### [Your task]
Please give back only the lines below from the one containing "the white plastic" to the one containing "of the blue", each repeated word for word, both ends included.

### [Record extracts]

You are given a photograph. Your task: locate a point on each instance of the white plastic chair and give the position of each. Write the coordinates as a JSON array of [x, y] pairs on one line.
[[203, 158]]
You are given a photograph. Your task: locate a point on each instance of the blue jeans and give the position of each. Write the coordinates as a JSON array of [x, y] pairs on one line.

--

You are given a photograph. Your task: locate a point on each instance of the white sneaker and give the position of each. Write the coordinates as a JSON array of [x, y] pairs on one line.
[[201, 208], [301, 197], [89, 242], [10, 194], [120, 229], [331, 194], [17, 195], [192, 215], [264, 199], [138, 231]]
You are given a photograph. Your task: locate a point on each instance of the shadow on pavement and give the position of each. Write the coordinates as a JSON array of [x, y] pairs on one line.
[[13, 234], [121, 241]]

==

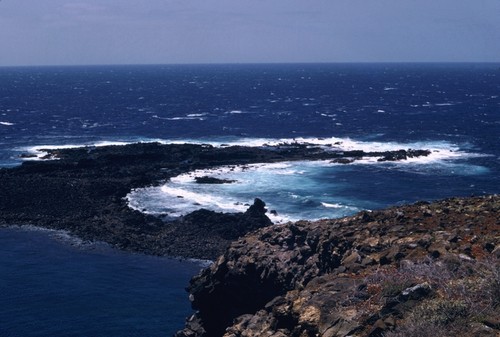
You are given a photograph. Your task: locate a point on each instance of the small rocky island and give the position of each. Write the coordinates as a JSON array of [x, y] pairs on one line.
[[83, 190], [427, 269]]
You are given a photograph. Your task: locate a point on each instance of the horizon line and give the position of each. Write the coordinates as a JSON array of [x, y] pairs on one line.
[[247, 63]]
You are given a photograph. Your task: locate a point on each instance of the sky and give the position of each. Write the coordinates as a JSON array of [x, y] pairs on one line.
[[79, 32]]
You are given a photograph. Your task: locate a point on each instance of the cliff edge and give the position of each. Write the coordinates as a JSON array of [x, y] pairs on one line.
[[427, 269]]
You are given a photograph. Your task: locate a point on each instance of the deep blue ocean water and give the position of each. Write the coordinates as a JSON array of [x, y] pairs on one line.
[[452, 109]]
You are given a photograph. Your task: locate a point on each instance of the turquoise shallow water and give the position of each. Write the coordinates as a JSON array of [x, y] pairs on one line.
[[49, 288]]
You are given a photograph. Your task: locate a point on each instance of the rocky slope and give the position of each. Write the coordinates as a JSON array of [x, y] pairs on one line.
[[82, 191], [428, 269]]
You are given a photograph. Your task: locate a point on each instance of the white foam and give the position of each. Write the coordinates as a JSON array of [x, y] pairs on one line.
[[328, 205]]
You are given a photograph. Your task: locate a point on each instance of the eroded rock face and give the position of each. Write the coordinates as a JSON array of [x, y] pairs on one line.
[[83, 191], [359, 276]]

### [Response below]
You are given a photograph. Your task: locate a point on each instance of the white plastic chair and give the position of each. Write the coordinates as a JSON array of [x, y] pairs on one line.
[[203, 158]]
You are given a photograph. Your task: locate a point on each instance of the blue jeans and give the position of each. Write the coordinates as a JSON array of [x, y] pairs on one line.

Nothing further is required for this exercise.